Coordinate labeling data:
**********

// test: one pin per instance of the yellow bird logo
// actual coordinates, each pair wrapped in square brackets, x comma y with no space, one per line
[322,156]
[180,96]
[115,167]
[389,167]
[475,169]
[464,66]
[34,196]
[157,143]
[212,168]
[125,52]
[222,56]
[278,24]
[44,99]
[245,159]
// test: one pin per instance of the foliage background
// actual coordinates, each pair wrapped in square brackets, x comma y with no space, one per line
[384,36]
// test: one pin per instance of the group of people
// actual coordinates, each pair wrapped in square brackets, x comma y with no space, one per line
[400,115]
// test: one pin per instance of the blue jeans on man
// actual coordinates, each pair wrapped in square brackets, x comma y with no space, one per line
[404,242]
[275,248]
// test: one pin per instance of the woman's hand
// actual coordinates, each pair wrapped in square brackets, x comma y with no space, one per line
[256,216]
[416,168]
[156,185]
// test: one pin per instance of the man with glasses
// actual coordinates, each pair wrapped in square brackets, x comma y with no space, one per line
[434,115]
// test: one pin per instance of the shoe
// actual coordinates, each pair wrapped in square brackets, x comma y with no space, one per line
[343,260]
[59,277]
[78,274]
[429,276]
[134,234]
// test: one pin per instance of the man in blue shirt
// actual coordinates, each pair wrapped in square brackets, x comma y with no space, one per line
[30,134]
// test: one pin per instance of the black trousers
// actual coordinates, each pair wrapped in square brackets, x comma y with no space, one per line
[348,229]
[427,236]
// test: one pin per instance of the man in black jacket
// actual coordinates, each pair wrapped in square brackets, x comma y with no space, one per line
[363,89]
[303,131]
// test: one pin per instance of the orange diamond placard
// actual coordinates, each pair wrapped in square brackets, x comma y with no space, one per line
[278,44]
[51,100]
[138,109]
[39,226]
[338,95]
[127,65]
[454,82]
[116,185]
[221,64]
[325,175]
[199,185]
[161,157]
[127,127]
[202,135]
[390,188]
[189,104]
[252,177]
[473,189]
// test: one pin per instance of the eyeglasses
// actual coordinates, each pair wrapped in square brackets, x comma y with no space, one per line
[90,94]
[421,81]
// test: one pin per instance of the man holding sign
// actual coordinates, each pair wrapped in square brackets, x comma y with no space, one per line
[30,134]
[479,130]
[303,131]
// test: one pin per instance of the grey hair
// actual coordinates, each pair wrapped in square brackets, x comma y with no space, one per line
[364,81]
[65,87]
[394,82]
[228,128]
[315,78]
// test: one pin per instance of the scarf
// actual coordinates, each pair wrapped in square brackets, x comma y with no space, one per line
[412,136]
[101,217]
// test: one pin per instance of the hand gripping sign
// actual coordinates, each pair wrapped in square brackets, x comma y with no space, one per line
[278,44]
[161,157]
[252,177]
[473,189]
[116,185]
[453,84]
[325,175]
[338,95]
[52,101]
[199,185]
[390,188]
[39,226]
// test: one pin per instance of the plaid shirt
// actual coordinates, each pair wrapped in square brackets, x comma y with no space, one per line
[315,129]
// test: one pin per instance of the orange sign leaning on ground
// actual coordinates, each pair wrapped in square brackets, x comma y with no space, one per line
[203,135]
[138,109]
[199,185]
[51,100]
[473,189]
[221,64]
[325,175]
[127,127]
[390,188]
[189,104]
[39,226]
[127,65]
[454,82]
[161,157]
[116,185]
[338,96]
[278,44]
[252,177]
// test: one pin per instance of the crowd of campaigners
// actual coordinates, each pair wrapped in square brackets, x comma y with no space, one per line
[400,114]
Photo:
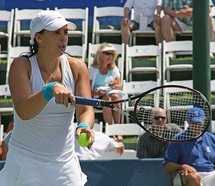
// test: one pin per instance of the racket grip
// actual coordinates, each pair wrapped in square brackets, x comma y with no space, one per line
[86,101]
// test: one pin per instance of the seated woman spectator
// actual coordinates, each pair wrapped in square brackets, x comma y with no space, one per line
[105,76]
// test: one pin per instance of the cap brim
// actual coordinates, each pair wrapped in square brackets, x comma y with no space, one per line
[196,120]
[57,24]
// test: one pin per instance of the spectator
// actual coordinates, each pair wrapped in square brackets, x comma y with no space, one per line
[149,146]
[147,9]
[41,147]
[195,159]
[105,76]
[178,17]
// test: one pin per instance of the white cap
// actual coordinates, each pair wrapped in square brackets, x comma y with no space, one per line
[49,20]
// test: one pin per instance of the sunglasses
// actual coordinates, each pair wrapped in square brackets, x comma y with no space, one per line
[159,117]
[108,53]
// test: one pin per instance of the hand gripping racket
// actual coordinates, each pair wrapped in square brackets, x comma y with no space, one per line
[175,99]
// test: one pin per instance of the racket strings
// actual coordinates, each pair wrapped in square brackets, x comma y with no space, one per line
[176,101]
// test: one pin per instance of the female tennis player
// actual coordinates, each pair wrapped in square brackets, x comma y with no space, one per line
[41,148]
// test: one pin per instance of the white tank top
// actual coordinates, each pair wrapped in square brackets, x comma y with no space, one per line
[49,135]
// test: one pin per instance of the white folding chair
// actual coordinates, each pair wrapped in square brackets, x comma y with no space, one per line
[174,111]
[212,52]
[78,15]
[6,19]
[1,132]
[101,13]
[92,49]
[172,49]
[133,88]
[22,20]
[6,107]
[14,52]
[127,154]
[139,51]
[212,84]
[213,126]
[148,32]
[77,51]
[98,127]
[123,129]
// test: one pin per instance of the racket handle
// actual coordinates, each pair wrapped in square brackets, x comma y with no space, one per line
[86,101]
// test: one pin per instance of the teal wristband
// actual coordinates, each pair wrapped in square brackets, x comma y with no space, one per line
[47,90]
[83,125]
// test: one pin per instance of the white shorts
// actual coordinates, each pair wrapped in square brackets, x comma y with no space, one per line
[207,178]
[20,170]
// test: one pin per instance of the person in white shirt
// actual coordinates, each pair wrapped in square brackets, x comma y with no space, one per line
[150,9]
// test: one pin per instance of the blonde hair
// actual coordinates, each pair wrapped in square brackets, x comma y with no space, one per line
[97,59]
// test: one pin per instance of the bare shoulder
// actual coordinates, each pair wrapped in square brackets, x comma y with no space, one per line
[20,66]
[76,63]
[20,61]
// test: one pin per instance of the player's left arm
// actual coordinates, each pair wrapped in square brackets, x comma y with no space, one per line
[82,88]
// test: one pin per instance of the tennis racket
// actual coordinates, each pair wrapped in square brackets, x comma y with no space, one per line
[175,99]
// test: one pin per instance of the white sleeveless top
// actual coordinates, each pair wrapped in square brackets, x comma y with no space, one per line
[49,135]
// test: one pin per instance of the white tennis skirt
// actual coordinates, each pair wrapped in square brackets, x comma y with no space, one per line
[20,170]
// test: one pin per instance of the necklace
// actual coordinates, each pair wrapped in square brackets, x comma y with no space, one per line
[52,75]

**********

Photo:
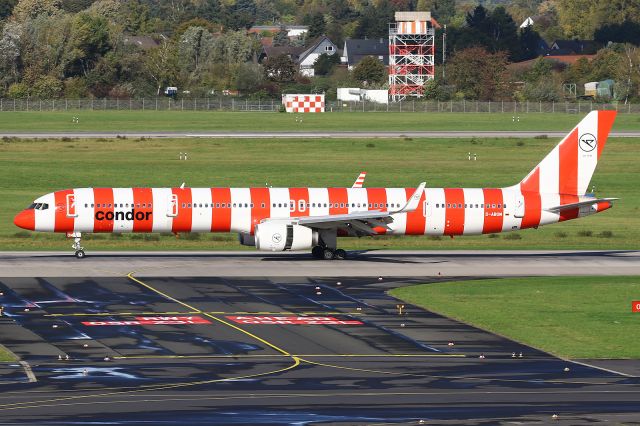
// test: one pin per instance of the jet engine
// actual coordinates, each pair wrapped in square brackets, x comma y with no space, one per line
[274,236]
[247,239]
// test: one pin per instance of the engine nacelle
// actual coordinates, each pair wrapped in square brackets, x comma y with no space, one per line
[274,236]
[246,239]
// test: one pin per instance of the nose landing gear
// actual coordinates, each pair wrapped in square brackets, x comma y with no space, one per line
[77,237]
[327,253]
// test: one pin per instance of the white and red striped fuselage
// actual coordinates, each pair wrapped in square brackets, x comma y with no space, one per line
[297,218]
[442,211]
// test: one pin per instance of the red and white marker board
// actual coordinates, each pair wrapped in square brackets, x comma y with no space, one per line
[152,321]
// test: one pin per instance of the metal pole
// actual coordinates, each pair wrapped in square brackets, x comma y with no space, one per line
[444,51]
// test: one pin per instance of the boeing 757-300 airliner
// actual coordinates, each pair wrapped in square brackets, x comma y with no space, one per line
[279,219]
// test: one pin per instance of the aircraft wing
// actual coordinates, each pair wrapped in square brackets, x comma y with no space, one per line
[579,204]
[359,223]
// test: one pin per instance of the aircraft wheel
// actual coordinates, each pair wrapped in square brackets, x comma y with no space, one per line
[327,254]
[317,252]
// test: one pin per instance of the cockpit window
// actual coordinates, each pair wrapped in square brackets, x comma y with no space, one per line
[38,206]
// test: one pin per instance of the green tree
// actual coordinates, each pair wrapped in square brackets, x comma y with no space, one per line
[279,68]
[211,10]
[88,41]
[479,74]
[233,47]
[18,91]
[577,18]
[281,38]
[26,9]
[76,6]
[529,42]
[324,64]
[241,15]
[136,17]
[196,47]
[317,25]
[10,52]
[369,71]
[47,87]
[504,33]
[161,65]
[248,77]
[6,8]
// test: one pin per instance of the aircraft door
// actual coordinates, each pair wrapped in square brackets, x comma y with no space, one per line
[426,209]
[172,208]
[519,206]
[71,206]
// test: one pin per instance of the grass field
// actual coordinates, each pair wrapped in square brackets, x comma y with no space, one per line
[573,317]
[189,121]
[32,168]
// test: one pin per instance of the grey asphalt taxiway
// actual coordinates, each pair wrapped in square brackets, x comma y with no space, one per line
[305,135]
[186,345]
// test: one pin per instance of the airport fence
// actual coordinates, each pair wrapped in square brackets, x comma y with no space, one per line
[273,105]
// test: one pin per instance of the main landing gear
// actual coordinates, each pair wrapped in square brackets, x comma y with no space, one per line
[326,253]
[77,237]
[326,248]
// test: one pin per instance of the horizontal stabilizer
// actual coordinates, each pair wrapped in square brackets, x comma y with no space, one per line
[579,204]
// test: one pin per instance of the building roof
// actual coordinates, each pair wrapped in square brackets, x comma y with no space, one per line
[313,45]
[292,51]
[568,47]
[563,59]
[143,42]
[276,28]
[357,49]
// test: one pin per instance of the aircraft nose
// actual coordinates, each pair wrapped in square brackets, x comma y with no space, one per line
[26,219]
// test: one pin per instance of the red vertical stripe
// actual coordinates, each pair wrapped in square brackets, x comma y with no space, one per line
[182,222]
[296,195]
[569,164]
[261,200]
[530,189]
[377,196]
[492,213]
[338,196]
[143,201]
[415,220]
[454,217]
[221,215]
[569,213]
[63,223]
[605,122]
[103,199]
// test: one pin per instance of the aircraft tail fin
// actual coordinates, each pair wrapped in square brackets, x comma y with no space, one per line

**********

- **WHAT NEEDS TO BE DONE**
How many lines of the records contain the word "blue"? Reply with the number only.

- **TASK RESULT**
2